Challenge:
Could you duplicate, word for word, the portion of the Seattle history passage starting at "Mr. Carstens, besides" and ending at "cuts through today."?

Page:
Mr. Carstens, besides being president of the Carstens Packing Company, is president of the Tacoma Wheat Land Company, president of the Pacific Oil Mills, and director of the National Realty Company of Tacoma. He is a member of the Seattle Chamber of Commerce, Seattle Commercial Club, Arctic Club of Seattle, Seattle Manufacturers’ Association, Duwamish River Improvement Club, Tacoma Commercial Club, and Tacoma Chamber of Commerce.
This street, which runs just under 400 feet from Yesler Way and 3rd Avenue S in the northwest to S Washington Street and 4th Avenue S in the southwest, cutting a skewed diagonal through the block, is named for Father Francis X. Prefontaine, Seattle’s first Catholic priest. In 1870, he founded Seattle’s first Catholic church, Our Lady of Good Help, on the block Prefontaine Place cuts through today.

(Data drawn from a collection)
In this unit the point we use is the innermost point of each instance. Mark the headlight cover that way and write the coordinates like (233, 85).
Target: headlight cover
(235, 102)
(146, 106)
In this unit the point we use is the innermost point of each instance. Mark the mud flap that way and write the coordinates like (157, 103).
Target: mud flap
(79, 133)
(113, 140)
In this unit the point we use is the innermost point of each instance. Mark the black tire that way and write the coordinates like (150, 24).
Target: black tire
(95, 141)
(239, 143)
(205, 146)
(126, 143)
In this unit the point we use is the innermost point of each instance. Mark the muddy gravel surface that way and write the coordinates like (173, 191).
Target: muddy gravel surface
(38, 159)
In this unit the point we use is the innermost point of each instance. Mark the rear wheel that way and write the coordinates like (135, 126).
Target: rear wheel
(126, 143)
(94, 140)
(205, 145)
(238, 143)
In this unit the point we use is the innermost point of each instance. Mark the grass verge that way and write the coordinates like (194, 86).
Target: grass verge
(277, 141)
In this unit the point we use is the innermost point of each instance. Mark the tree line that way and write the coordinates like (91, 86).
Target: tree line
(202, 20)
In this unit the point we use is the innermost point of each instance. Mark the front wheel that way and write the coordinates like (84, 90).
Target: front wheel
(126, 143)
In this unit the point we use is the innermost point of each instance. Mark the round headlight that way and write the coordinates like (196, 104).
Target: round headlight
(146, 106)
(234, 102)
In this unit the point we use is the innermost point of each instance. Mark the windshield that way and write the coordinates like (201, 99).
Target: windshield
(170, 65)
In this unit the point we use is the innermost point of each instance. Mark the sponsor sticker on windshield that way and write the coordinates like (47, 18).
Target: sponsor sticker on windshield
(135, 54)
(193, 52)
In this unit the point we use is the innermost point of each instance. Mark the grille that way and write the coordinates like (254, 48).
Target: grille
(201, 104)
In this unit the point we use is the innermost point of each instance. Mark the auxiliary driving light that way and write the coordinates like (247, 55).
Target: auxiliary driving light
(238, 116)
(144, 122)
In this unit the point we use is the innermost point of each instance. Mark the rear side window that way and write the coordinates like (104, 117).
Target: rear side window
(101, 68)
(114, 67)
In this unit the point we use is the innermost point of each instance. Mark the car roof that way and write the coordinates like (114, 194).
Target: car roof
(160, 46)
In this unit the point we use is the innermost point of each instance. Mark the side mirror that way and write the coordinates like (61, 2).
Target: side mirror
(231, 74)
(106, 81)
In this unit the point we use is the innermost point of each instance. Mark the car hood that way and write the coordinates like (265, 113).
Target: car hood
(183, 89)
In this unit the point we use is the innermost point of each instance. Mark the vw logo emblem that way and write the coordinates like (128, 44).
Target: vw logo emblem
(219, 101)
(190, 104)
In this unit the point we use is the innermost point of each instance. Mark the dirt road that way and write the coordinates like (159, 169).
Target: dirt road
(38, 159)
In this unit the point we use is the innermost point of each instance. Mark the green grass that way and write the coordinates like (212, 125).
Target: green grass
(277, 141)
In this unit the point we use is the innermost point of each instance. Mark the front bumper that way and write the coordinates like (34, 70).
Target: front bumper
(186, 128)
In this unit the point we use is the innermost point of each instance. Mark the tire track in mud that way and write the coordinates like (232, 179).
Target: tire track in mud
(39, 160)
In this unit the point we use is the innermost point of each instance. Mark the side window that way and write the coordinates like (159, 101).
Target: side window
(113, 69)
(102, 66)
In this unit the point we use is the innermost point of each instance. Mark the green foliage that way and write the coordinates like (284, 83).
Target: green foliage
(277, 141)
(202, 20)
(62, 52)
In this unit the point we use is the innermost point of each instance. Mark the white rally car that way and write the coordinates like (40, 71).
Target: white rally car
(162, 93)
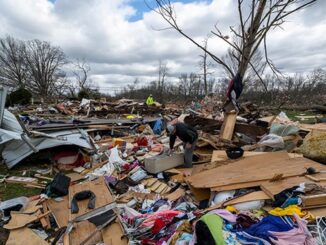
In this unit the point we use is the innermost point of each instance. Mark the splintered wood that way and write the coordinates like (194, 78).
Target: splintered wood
(98, 187)
(252, 171)
(228, 126)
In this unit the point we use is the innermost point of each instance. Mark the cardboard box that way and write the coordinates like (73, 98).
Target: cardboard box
(163, 162)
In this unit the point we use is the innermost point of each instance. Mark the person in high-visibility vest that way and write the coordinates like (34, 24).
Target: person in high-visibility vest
(150, 100)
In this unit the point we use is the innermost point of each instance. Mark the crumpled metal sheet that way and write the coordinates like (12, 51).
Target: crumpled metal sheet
(16, 148)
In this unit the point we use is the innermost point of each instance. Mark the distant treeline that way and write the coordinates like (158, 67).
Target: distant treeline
(295, 89)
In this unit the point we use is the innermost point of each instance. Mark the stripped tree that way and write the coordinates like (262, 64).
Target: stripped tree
(256, 19)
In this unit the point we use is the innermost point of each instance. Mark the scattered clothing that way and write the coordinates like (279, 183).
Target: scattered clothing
(290, 210)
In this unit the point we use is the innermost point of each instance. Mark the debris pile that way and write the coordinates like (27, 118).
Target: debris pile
(115, 180)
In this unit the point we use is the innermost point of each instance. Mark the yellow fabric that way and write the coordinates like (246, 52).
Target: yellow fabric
(150, 100)
(290, 210)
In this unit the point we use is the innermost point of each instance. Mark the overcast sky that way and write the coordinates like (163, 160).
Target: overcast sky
(120, 41)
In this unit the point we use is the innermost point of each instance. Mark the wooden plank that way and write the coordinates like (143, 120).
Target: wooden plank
(220, 156)
(60, 211)
(255, 168)
(113, 235)
(228, 126)
(253, 196)
(81, 231)
(314, 200)
(98, 187)
(230, 187)
(24, 236)
(19, 220)
(200, 194)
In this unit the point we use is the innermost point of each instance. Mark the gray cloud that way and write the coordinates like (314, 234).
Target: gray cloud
(120, 51)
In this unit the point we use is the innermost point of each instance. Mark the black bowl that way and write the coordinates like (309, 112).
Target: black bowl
(234, 152)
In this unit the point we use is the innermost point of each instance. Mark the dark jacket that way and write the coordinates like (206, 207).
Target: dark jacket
(185, 132)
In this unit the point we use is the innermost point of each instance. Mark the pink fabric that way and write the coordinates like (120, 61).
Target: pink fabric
(296, 236)
(225, 214)
(164, 216)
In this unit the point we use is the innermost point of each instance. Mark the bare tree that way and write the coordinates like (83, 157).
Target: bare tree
(82, 69)
(205, 66)
(255, 21)
(162, 73)
(13, 70)
(45, 63)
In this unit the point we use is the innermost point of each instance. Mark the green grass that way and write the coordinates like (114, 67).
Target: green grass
(293, 116)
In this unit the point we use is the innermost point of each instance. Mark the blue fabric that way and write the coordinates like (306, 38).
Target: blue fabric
(157, 129)
(245, 238)
(268, 224)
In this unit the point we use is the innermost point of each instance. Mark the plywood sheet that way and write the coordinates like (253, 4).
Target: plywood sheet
(230, 187)
(220, 156)
(252, 169)
(24, 236)
(60, 210)
(19, 220)
(98, 187)
(253, 196)
(81, 231)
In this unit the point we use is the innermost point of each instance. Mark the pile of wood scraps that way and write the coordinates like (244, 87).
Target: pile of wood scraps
(268, 172)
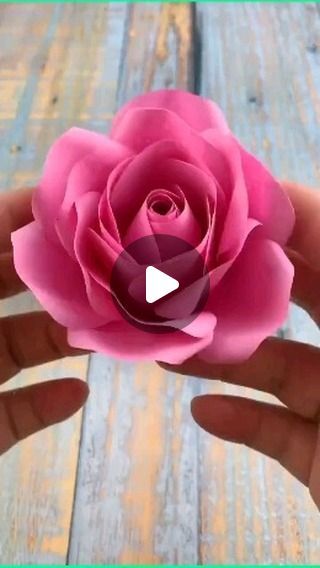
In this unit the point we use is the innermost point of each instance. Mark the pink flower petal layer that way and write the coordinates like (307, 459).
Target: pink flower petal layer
(123, 341)
(251, 302)
(55, 279)
(197, 112)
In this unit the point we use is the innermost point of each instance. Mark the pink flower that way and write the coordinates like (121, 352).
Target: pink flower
(93, 200)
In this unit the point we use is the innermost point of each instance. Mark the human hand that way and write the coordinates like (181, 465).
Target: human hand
(27, 340)
(286, 369)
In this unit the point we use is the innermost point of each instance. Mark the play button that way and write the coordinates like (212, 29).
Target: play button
(158, 284)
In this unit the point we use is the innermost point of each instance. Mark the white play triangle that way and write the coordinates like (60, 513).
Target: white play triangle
(158, 284)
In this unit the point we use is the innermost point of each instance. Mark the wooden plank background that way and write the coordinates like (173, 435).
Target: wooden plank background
(133, 479)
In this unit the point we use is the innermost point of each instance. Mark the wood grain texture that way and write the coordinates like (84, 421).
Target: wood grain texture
(54, 72)
(137, 493)
(149, 486)
(257, 62)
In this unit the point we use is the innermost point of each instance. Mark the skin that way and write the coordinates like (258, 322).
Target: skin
(28, 340)
(286, 369)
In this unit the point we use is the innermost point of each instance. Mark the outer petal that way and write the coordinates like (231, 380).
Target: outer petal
(171, 348)
(197, 112)
(268, 203)
(69, 149)
(54, 278)
(251, 302)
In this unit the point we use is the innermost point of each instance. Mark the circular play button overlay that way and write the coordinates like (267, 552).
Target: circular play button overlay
(160, 283)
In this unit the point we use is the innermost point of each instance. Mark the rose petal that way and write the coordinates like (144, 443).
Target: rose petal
(87, 218)
(142, 128)
(183, 226)
(197, 112)
(69, 149)
(268, 202)
(251, 301)
(172, 348)
(53, 277)
(143, 174)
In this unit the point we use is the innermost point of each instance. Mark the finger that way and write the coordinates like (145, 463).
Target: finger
(30, 339)
(15, 212)
(314, 482)
(306, 234)
(306, 286)
(10, 282)
(272, 430)
(286, 369)
(28, 410)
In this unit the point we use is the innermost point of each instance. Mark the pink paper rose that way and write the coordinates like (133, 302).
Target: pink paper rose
(169, 165)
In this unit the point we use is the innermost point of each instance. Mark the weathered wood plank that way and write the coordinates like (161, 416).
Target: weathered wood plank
(259, 65)
(58, 67)
(137, 494)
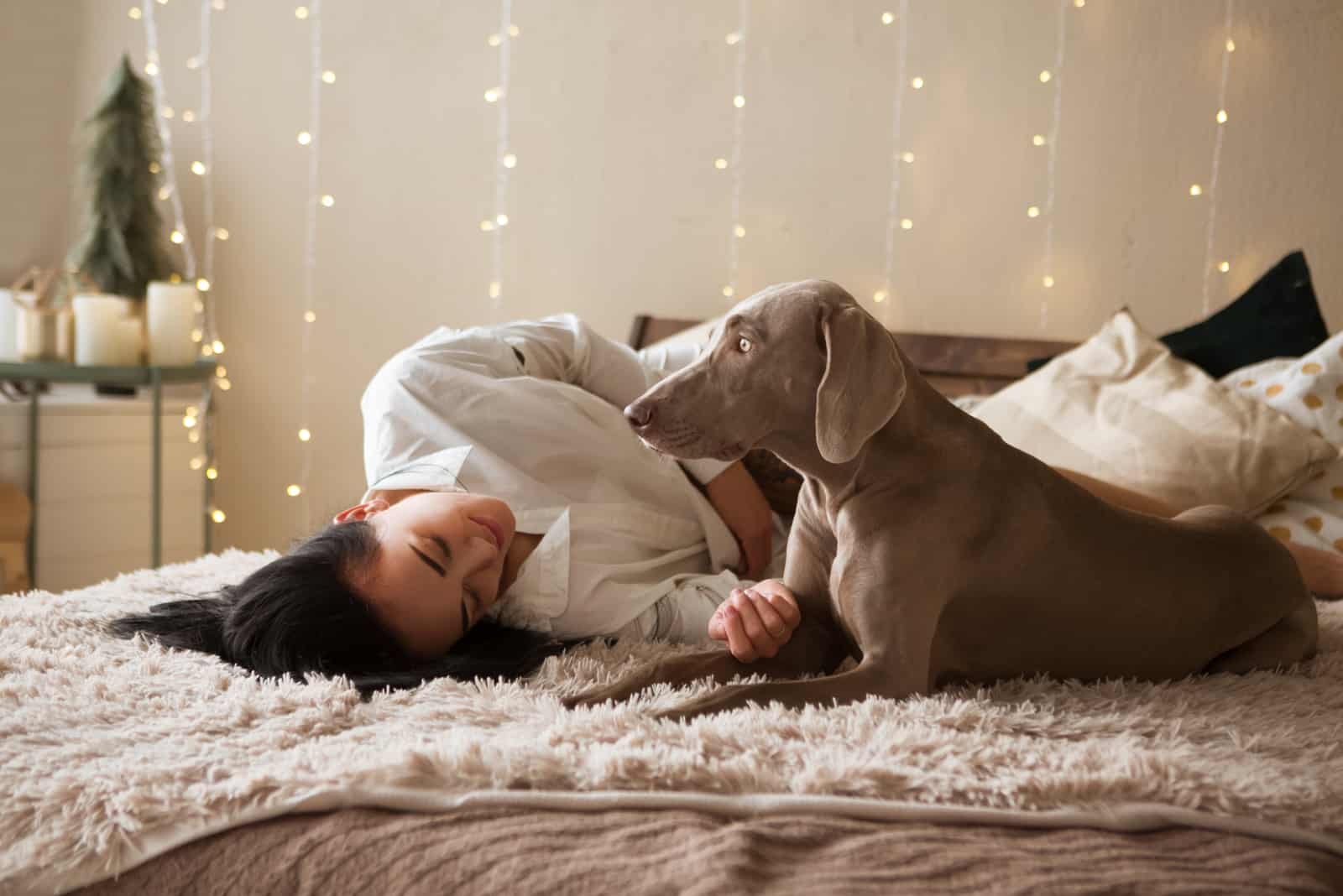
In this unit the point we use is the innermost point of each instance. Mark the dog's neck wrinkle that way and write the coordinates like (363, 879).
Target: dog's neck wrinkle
(897, 445)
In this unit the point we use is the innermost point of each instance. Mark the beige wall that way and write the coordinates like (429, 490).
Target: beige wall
(618, 110)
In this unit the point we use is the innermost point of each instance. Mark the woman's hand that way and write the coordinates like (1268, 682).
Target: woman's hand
(756, 622)
(745, 508)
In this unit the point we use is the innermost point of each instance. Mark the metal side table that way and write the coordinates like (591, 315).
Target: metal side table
(40, 372)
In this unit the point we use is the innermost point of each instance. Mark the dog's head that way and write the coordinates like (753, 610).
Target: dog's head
(792, 360)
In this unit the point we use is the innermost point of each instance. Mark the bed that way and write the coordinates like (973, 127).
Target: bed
(527, 840)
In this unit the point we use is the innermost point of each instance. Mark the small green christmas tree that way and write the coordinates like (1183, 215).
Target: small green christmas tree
(124, 246)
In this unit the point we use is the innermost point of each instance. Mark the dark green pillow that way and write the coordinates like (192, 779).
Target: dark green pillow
(1279, 317)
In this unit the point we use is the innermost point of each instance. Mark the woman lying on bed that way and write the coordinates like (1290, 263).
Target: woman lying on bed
(510, 510)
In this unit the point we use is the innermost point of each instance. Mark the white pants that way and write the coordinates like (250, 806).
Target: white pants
(684, 615)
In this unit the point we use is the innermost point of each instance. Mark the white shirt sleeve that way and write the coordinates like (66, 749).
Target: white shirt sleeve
(557, 347)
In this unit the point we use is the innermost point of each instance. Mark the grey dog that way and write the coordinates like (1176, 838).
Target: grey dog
(930, 550)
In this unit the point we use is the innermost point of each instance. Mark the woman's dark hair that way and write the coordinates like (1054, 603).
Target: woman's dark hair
(300, 613)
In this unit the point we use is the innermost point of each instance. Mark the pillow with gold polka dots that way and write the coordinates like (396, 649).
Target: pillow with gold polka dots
(1309, 391)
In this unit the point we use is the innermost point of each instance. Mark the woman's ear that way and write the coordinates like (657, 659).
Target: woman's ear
(362, 511)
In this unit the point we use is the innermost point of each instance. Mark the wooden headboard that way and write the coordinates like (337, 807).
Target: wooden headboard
(954, 365)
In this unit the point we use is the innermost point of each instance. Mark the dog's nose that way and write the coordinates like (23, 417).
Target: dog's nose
(640, 414)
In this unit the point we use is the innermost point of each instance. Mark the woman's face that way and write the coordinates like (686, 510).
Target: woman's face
(440, 565)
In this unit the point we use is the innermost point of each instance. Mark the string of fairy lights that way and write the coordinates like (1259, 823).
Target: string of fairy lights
(1056, 117)
(899, 156)
(505, 160)
(504, 157)
(198, 420)
(1224, 266)
(311, 140)
(736, 39)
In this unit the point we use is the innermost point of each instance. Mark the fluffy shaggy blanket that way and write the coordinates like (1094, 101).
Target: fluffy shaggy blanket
(113, 752)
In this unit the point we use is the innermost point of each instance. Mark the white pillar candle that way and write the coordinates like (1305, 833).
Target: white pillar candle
(172, 315)
(100, 337)
(10, 324)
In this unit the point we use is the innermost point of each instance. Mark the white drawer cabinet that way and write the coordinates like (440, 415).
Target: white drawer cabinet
(94, 482)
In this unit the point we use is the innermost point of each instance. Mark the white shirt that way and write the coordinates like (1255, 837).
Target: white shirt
(532, 414)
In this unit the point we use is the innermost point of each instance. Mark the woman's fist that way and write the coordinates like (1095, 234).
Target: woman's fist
(756, 622)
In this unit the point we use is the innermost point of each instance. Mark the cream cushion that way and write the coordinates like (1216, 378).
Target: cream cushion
(1123, 409)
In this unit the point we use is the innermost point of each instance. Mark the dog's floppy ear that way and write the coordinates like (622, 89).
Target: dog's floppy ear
(863, 387)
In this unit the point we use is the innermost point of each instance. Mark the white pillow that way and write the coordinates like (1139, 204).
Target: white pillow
(1309, 391)
(1121, 408)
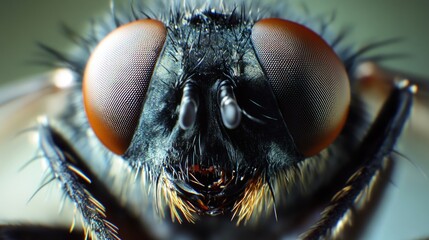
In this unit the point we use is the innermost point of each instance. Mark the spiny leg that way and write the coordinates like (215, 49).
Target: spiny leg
(375, 148)
(83, 189)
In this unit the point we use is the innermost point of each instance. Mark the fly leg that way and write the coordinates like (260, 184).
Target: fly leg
(86, 192)
(377, 146)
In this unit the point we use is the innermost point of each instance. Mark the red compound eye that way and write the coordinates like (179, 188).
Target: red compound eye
(116, 80)
(308, 80)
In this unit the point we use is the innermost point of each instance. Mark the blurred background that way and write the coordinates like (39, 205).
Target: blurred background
(404, 212)
(23, 23)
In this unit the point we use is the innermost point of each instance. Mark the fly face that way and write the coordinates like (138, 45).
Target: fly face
(219, 112)
(217, 106)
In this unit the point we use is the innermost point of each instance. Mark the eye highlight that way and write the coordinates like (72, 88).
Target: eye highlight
(307, 78)
(116, 79)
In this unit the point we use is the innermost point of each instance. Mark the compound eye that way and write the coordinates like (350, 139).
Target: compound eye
(116, 80)
(308, 80)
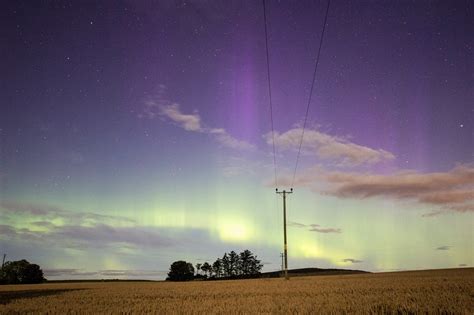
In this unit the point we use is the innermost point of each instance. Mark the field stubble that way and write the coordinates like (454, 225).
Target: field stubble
(437, 291)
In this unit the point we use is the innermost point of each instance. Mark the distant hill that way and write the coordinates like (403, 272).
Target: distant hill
(311, 272)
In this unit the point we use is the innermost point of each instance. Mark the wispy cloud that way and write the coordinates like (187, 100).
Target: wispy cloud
(122, 274)
(328, 147)
(189, 122)
(325, 230)
(84, 230)
(46, 214)
(352, 260)
(157, 105)
(97, 236)
(452, 191)
(314, 227)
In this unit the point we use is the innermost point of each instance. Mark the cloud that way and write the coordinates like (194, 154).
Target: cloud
(314, 227)
(97, 236)
(325, 230)
(189, 122)
(67, 273)
(48, 213)
(352, 260)
(329, 147)
(296, 224)
(228, 141)
(452, 190)
(158, 105)
(85, 230)
(80, 273)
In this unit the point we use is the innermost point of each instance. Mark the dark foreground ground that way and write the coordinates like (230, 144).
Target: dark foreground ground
(431, 291)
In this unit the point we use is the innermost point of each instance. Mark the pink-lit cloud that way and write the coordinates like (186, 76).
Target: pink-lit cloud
(328, 147)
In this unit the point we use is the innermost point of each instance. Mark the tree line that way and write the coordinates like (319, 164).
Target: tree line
(21, 272)
(230, 266)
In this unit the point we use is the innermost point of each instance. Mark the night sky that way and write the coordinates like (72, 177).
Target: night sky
(137, 133)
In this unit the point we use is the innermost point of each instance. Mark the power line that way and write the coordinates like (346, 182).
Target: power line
(311, 92)
(269, 90)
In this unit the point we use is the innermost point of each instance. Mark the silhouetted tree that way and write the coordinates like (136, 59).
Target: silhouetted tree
(21, 272)
(226, 265)
(206, 268)
(181, 271)
(246, 260)
(217, 267)
(233, 263)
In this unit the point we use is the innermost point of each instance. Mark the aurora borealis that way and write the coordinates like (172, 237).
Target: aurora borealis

Written response:
Mr. Carstens, besides being president of the Carstens Packing Company, is president of the Tacoma Wheat Land Company, president of the Pacific Oil Mills, and director of the National Realty Company of Tacoma. He is a member of the Seattle Chamber of Commerce, Seattle Commercial Club, Arctic Club of Seattle, Seattle Manufacturers’ Association, Duwamish River Improvement Club, Tacoma Commercial Club, and Tacoma Chamber of Commerce.
This street, which runs just under 400 feet from Yesler Way and 3rd Avenue S in the northwest to S Washington Street and 4th Avenue S in the southwest, cutting a skewed diagonal through the block, is named for Father Francis X. Prefontaine, Seattle’s first Catholic priest. In 1870, he founded Seattle’s first Catholic church, Our Lady of Good Help, on the block Prefontaine Place cuts through today.